TASK REQUIREMENTS: Pull out every line of the records that contains the string "front". Matching is case-sensitive.

SUPPLIED MATERIAL:
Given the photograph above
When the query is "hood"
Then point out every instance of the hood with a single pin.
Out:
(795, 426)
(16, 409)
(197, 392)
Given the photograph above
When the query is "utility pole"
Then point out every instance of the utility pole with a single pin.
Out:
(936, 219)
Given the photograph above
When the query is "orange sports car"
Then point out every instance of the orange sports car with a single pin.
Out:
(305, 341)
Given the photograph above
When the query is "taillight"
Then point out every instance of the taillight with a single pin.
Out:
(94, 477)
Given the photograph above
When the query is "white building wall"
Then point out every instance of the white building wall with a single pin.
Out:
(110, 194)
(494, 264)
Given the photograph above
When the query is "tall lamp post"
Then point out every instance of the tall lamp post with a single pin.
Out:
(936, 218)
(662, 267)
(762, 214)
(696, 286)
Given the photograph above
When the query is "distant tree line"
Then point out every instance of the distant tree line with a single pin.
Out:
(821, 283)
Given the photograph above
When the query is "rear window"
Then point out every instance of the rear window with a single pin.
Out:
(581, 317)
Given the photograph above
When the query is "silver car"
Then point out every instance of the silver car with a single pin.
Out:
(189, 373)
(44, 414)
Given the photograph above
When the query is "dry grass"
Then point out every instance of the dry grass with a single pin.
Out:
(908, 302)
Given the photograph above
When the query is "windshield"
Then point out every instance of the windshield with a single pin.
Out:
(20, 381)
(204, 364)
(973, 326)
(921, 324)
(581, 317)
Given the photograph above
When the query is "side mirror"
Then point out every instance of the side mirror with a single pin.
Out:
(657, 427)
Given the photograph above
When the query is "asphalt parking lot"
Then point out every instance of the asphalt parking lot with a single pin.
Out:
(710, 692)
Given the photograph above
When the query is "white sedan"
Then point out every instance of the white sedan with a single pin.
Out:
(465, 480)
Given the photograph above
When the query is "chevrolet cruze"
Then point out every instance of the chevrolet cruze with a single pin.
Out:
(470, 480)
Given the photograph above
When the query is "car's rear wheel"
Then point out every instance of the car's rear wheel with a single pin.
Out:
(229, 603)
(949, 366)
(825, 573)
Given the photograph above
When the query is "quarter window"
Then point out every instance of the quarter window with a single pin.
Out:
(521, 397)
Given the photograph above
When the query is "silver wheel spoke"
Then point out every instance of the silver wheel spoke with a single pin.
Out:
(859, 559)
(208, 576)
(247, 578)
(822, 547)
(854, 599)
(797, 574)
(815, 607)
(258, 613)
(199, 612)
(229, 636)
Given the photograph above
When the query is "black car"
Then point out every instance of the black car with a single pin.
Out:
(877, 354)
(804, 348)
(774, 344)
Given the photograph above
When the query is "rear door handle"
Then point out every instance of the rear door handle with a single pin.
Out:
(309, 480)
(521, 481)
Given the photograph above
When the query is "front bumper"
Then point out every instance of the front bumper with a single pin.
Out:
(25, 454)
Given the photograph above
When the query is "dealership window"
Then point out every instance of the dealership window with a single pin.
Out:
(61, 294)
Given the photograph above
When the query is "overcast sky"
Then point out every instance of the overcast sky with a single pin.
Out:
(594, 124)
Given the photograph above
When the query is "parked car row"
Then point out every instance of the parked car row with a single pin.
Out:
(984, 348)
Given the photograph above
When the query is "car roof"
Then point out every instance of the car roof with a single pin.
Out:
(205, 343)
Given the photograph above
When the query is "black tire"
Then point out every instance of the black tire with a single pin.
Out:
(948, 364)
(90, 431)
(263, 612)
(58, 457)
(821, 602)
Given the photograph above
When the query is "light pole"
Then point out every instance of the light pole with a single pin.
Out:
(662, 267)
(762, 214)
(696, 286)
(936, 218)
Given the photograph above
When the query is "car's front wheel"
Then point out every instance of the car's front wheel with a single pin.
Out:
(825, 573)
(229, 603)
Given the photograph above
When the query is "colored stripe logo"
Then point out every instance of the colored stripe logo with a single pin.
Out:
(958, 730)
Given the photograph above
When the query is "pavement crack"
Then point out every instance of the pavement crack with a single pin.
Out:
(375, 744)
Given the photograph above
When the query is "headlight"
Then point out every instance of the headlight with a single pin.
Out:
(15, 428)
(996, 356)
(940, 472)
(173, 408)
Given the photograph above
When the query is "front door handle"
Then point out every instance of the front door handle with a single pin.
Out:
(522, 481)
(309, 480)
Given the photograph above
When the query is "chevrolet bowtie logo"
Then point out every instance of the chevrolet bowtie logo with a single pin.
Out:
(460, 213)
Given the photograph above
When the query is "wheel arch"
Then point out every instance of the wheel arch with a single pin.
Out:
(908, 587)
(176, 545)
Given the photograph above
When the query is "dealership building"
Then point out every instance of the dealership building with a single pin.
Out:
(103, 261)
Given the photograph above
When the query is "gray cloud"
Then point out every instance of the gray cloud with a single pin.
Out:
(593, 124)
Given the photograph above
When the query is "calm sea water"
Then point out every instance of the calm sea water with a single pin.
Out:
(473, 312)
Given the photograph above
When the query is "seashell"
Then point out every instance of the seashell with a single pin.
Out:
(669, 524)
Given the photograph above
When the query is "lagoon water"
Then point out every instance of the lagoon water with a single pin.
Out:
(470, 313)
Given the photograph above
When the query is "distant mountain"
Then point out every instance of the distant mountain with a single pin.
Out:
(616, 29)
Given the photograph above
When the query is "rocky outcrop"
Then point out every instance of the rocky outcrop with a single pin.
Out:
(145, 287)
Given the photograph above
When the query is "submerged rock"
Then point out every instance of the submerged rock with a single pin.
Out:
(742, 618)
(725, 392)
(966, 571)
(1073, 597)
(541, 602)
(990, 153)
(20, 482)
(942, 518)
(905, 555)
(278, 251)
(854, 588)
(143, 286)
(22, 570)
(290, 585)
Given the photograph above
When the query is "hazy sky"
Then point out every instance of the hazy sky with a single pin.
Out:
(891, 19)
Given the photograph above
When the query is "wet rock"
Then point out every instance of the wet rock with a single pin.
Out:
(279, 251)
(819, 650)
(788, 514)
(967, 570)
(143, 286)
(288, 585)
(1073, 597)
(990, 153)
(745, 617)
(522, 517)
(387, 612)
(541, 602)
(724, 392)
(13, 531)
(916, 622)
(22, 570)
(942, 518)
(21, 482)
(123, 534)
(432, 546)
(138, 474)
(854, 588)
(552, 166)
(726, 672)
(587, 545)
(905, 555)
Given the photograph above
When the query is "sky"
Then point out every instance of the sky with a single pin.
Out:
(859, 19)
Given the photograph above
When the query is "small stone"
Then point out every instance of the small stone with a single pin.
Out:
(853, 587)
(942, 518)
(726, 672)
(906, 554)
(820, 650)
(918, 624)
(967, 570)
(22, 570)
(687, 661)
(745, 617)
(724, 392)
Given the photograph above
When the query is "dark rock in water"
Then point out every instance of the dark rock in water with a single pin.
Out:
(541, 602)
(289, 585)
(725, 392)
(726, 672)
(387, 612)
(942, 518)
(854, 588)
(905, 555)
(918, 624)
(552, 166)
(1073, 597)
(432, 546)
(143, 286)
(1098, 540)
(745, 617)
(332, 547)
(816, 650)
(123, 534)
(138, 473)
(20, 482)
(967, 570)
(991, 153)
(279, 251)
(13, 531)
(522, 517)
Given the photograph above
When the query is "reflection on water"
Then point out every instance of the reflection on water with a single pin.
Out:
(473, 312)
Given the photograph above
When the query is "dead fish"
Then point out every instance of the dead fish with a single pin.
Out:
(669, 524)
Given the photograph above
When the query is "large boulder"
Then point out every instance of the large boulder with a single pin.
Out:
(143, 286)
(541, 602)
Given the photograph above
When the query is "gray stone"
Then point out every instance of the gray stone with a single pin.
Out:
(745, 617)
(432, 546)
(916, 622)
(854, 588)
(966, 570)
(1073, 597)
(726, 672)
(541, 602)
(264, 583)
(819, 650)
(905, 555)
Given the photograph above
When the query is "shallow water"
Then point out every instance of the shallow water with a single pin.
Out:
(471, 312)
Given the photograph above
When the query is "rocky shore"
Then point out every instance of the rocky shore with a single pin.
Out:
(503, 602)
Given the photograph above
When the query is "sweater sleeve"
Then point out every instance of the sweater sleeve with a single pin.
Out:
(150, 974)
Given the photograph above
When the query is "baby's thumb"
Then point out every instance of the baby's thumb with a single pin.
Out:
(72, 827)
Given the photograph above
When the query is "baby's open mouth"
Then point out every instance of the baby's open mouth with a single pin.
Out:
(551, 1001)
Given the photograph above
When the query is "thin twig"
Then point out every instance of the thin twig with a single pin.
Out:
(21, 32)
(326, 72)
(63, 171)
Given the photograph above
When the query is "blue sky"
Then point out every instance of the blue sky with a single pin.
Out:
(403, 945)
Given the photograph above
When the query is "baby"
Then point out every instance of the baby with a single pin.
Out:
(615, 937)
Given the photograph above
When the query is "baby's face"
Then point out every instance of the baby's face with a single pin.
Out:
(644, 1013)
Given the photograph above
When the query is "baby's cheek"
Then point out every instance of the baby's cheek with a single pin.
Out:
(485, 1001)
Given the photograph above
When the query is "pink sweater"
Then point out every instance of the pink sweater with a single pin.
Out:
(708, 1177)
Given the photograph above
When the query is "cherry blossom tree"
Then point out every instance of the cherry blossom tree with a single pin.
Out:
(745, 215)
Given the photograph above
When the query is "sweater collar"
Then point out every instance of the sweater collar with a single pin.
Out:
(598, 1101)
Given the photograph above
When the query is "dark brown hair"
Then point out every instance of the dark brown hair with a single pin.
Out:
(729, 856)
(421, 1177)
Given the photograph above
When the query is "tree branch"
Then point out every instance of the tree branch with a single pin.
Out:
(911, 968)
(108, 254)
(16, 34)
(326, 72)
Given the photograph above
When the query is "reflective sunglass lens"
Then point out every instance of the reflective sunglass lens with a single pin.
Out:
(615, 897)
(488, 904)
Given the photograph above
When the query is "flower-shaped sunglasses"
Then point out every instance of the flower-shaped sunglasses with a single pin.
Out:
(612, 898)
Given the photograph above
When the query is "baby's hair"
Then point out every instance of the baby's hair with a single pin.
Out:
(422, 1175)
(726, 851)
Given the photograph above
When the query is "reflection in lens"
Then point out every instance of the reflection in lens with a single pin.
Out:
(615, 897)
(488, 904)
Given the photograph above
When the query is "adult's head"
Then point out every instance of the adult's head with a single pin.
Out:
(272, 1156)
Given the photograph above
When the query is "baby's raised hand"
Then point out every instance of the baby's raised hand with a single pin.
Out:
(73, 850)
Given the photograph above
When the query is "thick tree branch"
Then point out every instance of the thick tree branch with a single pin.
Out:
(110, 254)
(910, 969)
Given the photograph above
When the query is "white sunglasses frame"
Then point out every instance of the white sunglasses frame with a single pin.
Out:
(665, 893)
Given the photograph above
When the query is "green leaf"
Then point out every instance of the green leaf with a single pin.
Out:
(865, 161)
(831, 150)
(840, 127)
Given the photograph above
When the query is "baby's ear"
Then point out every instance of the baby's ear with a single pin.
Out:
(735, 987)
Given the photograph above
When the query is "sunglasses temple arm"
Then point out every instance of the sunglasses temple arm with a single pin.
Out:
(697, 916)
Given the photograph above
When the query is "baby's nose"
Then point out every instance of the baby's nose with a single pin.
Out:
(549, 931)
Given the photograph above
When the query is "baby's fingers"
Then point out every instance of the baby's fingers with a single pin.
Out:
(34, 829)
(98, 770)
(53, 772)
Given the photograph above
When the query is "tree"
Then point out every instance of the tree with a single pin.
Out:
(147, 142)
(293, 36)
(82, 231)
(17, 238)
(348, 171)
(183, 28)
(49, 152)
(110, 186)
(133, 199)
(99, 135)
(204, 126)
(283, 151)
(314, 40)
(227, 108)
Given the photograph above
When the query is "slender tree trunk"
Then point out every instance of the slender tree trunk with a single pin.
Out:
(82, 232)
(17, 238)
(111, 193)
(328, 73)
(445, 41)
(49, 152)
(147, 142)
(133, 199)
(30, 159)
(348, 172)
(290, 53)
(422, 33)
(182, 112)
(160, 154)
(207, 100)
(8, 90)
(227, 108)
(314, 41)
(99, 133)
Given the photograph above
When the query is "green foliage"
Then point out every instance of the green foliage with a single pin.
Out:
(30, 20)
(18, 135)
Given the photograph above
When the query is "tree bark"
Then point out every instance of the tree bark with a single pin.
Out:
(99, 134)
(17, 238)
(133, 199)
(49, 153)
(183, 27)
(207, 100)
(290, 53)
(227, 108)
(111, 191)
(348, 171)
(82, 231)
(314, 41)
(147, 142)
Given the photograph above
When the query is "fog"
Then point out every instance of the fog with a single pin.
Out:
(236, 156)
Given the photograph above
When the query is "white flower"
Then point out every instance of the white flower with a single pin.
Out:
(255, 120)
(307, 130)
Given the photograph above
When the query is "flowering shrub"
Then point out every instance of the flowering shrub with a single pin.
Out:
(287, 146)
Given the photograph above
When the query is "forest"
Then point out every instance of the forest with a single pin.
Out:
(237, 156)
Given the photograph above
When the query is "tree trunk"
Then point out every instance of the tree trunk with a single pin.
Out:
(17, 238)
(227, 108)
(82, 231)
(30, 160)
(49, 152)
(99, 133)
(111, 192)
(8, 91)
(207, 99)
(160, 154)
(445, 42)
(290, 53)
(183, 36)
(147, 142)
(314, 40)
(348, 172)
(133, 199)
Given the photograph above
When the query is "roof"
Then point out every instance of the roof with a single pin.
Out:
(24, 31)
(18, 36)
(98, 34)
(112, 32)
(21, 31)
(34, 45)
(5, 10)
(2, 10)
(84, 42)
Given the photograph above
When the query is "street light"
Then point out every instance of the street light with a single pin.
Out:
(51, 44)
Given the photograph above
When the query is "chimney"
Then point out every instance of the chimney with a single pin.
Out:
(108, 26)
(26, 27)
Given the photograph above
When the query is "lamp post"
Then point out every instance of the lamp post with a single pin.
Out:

WRITTEN ANSWER:
When the query is "front bumper"
Then point out every instance of the front bumper with a single pin.
When the query is "car's front wheel"
Then point out every instance of the car's front wheel with a single pin.
When the query is "front door handle"
Then point out every instance of the front door handle with a single pin.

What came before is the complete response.